(Records drawn from a dataset)
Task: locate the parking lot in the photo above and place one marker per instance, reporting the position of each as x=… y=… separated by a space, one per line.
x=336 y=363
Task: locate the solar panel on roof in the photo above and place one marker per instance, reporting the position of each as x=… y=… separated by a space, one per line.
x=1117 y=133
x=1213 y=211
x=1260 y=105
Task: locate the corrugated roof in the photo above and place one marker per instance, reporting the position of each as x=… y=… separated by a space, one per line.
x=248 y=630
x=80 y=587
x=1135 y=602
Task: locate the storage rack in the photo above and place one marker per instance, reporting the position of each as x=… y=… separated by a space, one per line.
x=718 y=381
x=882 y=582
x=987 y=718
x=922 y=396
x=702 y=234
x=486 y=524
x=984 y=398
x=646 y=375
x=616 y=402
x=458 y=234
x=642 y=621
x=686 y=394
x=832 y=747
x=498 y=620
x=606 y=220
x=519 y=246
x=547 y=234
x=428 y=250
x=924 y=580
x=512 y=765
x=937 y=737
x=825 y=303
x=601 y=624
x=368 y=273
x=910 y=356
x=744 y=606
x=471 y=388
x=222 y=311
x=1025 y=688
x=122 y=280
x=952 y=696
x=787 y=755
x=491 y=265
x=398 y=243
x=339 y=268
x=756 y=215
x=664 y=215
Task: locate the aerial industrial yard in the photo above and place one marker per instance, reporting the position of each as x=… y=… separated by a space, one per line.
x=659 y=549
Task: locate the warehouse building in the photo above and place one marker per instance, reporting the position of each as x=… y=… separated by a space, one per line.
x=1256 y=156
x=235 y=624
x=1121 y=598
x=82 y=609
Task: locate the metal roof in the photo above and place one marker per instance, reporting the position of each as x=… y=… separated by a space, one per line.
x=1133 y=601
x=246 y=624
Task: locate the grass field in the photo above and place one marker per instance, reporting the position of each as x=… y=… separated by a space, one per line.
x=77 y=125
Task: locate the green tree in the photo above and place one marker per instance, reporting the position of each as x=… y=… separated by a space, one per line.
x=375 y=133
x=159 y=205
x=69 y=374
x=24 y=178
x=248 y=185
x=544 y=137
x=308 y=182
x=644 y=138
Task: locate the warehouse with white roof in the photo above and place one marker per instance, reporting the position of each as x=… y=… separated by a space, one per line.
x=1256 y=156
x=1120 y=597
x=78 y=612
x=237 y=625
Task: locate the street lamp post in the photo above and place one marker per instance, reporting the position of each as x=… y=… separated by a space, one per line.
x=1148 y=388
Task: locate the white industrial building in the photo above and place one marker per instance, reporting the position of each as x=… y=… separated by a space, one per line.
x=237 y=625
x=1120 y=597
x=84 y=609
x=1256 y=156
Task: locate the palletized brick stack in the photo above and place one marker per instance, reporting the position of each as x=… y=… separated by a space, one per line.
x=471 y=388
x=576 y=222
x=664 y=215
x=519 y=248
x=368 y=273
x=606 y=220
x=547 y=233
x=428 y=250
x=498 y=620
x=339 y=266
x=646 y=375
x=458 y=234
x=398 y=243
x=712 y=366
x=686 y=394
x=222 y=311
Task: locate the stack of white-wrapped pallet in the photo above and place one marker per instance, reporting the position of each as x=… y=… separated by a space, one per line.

=== About this exercise ===
Your task is to copy every entry above, exactly as written.

=== Result of this exercise ===
Task: locate the parking lot in the photo above and place one marker per instance, reporting the position of each as x=… y=… separated by a space, one per line.
x=336 y=363
Task: locate the solar panel on roof in the photo above and place one marker per instance, reporting the position of each as x=… y=… separated by a space, one per line.
x=1117 y=133
x=1213 y=211
x=1260 y=105
Task: locate the corrugated roof in the photo above and place one marker per instance, reporting the position of each as x=… y=… separated by a space, one per line.
x=248 y=630
x=80 y=587
x=1135 y=602
Task: locate the storage rack in the photo above and place one marker per instance, reporting the position of each as x=… y=… separated by a space, one per line.
x=718 y=381
x=882 y=582
x=987 y=718
x=922 y=396
x=702 y=234
x=486 y=524
x=984 y=398
x=646 y=375
x=616 y=402
x=458 y=234
x=642 y=621
x=686 y=394
x=832 y=747
x=498 y=620
x=606 y=220
x=519 y=246
x=547 y=234
x=428 y=250
x=924 y=580
x=512 y=765
x=937 y=737
x=825 y=303
x=601 y=624
x=368 y=273
x=910 y=356
x=744 y=606
x=471 y=388
x=222 y=311
x=1025 y=688
x=122 y=280
x=952 y=696
x=787 y=755
x=491 y=265
x=398 y=243
x=339 y=268
x=756 y=215
x=664 y=215
Task: locate the aerial industrial yard in the photo above and place one marker per instance, reporting the position of each as x=… y=… separated by a space, one per line.
x=659 y=549
Task: locate the warehouse building in the photo above and place one marker per instance, reporting the position of each as x=… y=… separated by a space, one per line.
x=1256 y=156
x=235 y=624
x=1121 y=598
x=82 y=609
Task: locate the metal roof in the photo above and place one marker per instance, reporting the position of each as x=… y=… separated by a space, one per line.
x=1133 y=601
x=246 y=624
Task: locate the grass field in the photo above and place one marker per instance, reporting the position of each as x=… y=… separated by a space, one per line.
x=77 y=125
Task: locate the green tree in the photo above and place one marker per instance, reporting the position of each as x=… y=… separated by a space, one per line.
x=375 y=133
x=159 y=205
x=69 y=374
x=24 y=178
x=248 y=185
x=544 y=137
x=308 y=182
x=644 y=138
Task: locate the warehouse with white roof in the photo above and place one marker per instance, reporting the position of each as x=… y=… separated by a space, one per line.
x=1256 y=156
x=1120 y=597
x=78 y=612
x=237 y=625
Task: locate the street lamp post in the photo above and place one marker per instance, reporting the position of each as x=… y=… separated by a space, one per line.
x=1148 y=388
Task: locate the white industrial building in the photo above and place one marker per instance, reporting the position of each as x=… y=… separated by a space, one per line.
x=237 y=625
x=1120 y=597
x=84 y=609
x=1256 y=156
Task: locate the palletized brick stack in the photo above and place one marker per instance, reporting the position of each as x=… y=… separated by a space, one per line.
x=471 y=388
x=576 y=222
x=664 y=215
x=519 y=248
x=368 y=273
x=606 y=220
x=547 y=233
x=428 y=250
x=498 y=620
x=339 y=266
x=646 y=375
x=458 y=234
x=398 y=243
x=712 y=366
x=686 y=394
x=222 y=311
Task: locate the stack of white-wrapped pallet in the photo above and place one marker per instance, reporting the position of each as x=… y=… separated by a space, one per line.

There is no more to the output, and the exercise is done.